What is required:
Without including any image, repeat every record exactly.
━━━ Material for this exercise
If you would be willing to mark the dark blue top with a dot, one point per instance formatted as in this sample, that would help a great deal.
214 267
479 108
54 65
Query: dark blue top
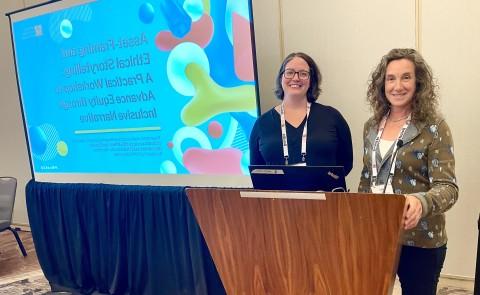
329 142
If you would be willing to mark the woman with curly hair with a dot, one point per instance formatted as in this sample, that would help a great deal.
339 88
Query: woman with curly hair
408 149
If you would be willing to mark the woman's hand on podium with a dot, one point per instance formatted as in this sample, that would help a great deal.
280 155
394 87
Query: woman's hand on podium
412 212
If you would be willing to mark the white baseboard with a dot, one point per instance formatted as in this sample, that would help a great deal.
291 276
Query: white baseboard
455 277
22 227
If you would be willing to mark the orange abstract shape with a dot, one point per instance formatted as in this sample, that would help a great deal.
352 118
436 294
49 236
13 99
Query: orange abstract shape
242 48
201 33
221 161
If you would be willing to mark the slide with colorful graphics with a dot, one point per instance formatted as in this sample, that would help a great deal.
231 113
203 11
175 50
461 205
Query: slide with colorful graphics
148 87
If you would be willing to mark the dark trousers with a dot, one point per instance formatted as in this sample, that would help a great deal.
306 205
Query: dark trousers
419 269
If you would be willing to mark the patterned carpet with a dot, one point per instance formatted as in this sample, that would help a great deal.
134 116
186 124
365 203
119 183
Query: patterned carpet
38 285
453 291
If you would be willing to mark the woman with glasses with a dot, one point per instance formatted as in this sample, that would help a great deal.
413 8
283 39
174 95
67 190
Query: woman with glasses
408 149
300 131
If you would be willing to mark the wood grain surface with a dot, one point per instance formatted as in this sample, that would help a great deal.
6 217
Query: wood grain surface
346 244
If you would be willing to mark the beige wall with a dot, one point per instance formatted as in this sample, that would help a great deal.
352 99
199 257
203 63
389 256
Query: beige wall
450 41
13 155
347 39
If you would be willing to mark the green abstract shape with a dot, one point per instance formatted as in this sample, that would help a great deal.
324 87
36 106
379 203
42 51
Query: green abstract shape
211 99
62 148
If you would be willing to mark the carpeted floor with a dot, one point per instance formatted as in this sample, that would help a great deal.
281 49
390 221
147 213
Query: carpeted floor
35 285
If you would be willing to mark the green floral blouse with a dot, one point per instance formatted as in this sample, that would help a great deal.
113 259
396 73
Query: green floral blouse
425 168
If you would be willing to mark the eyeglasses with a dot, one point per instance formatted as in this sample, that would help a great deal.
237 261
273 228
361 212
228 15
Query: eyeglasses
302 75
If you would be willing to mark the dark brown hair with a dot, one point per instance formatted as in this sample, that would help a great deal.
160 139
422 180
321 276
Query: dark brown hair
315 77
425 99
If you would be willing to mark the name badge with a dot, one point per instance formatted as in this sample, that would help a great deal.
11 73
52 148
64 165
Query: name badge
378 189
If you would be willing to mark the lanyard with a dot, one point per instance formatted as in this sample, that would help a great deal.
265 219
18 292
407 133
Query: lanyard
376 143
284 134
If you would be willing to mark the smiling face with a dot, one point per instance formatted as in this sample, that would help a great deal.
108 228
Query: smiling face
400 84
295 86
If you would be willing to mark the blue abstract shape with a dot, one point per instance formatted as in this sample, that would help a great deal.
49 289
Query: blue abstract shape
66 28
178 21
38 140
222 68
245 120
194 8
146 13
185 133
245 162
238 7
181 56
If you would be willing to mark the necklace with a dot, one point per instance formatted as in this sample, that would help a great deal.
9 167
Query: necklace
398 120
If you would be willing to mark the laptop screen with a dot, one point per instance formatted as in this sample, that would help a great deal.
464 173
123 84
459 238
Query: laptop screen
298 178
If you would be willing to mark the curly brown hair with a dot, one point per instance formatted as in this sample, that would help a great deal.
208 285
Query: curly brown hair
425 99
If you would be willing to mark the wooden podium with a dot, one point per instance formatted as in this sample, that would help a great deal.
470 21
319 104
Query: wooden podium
━━━━━━
Result for this exercise:
If you would be willing to mark the dark blue top with a dot, one point per instance formatted as in this sample, that would help a great deal.
214 267
479 108
54 65
Query: dark blue top
329 142
If you would be willing to mark the woman with curly hair with a dot, one point per instance formatted as in this sample, that would help a great deal.
339 88
Query: woman with curly hair
408 149
If you would be willing to mark the woman's hand on podium with a dot, one point per instance formatted as in this sample, that would help a great deal.
280 155
394 87
Query: woman's hand on podium
412 212
If you would be willing to mark the white baseboard with a dot, one point per instance formatted as in this sample, that would help a great deal.
291 276
Query: white baseboard
455 277
22 227
If you would be willing to mark the orange abstract shape with a dot, one point per instance formatted as in this sample, that would help a great deal.
352 118
436 294
49 236
13 99
Query: orange abstract shape
242 48
201 33
221 161
If you would be willing to mark the slide with colorful graphics with a dot, one point per instance formatted as in this sample, that would help a great deal.
231 113
203 11
175 50
461 205
Query: slide with colorful graphics
148 87
If you would be willing to mark the dark trousers with a dot, one point per instance formatted as in this sample, that would help a great deal.
306 205
Query: dark trousers
419 269
If you would be willing to mark the patterned carpet with a dot, one point per instance formatted as in this sample, that would help a great deal.
134 116
186 124
365 203
119 183
Query: patterned carpet
38 285
453 291
If you would be willing to mark the woman with glasses with a dot, one point per instance formatted as in this sample, that would help a great deal.
413 8
283 39
174 95
67 190
Query: woman with glasses
408 149
300 131
If you would be willing to mark the wood grain surface with a dot, one point per instance formatted as in this sample, that would help a great deal.
6 217
Query: wood grain surface
346 244
If you would be willing to mark the beige wall with a dot, one point per instance formatted as in this sample, that would help a great deal.
352 99
199 257
203 63
389 256
Query: beige wall
450 41
13 155
347 39
If you would be willing to mark the green abstract shape with a dot, one point per instance formatted as in this sample, that would help a great deal.
324 87
36 106
379 203
42 51
Query: green abstract shape
211 99
62 148
If you would be willing to mark the carpeted floor with a dot, one point per instance formatted as in this sample, that would help a great deal.
281 49
390 221
147 213
Query: carpeted floor
35 285
If you would be willing to mark the green floral blouse with a dot, one point per instance formatted as in this sample, that would help a great deal.
113 259
396 73
Query: green floral blouse
425 168
If you would be willing to mark the eyeglasses with a dot, one point per instance formatted as in this sample, that would help a great deal.
237 261
273 228
361 212
228 15
Query: eyeglasses
302 75
If you would be willing to mark the dark brown hair with a dot, one point per instance formatted as in this sample, that would help a great deal.
160 139
422 180
321 276
Query: dark brown hair
315 77
425 99
If you would be willing to mark the name badge with a dot, one point per instance formatted as in this sample, that would help a great deal.
11 73
52 148
64 165
Query: name badge
378 189
If you would be willing to mark the lanyard with a dot, one point per instance formatted as in this sample, that would help a great deal.
265 219
18 292
407 133
Query: lanyard
376 143
284 134
If you would be willing to mark the smiling face with a dot, one point per instance formatted as in this sample, that would help a great deal.
108 228
Query: smiling face
400 84
295 86
If you would be willing to mark the blue abstract shape with a dot, one point per instance formatted as in this sample, that would help a great deal.
49 289
Query: blue abstract shape
66 28
178 21
38 140
222 68
245 120
194 8
146 13
185 133
245 162
238 7
181 56
If you would be willing to mark the necklace with a dot, one point per instance formatted as in this sample, that would help a great deal.
9 167
Query: necklace
398 120
If you would be willing to mark the laptop screen with a dot, one point per instance formatted as in this sample, that would help a great deal.
464 173
123 84
459 238
Query: laptop screen
298 178
If you would be willing to mark the curly brown hair with a dot, one point per instance formatted as in this sample, that would help a great deal.
208 285
Query: curly brown hair
425 99
If you would be willing to mark the wooden podium with a dot, one point per instance formatted as in this sample, that would help a great deal.
470 21
319 104
Query: wooden podium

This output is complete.